**PAGE**
-- Start --

Thanks again! Sorry sometimes I can't reply as often as I'm in an accelerated course in Uni that's sucking most of my life away.


----------



## CenTiSoN (Mar 14, 2010)

Here're the results from WGA.


----------



## CenTiSoN (Mar 14, 2010)

Hi,

About a week ago I have updated most of the drivers that I could find from ASUS's and other relevant websites.

However the random BSOD problem when I use BitComet persists.

Today I got time to run the driver verifier again twice, which pointed in it's BSODs to "habu.sys" both times, but I am certain that the driver for my habu mouse is up to date (version 2.21, firmware ver. 2.03).

I've attached the minidumps (1 for the BSOD while using BitComet, 2 from the verifier) here. 

I've actually ran the verifier three times, but the first time a minidump wasn't created, could it be that prior to using sys restore (after BSOD from the verifier) I should have copied the dumps out onto desktop?

Also attached are the BSODs from the three times I ran the verifier today, and three of the BSODs in the past week.

Thanks again


----------



## CenTiSoN (Mar 14, 2010)

Hi,

This morning another BSOD came up, but this time I noticed instead of "DRIVER_IRQL_NOT_LESS_OR_EQUAL" it read "IRQL_NOT_LESS_OR_EQUAL".

I have been running BitComet at the time for about 8-9hours overnight (and it was still on) when this happened. In saying that, I should note my laptop gets a 6-10 hour rest everyday.

Attached is a copy of the minidump and the BSOD.

Please help. Thanks.


----------



## CenTiSoN (Mar 14, 2010)

bump.

please help...


----------

-- End --

**CHALLENGES**
**a.** Translate this sentence from the thread into Spanish: "However the random BSOD problem when I use BitComet persists."
**b.** Reproduce the part of the thread starting at "About a week" and ending at "out onto desktop?".
The data that follow have no connection to the thread above.

**RECORDED INFORMATION**
-- Start --

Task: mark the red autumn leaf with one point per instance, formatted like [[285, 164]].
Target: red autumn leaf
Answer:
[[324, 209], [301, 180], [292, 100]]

-- End --

**SET OF ANSWERS**
**a.** Sin embargo, el problema de los BSOD aleatorios cuando uso BitComet persiste.

**b.**
About a week ago I have updated most of the drivers that I could find from ASUS's and other relevant websites.

However the random BSOD problem when I use BitComet persists.

Today I got time to run the driver verifier again twice, which pointed in it's BSODs to "habu.sys" both times, but I am certain that the driver for my habu mouse is up to date (version 2.21, firmware ver. 2.03).

I've attached the minidumps (1 for the BSOD while using BitComet, 2 from the verifier) here. 

I've actually ran the verifier three times, but the first time a minidump wasn't created, could it be that prior to using sys restore (after BSOD from the verifier) I should have copied the dumps out onto desktop?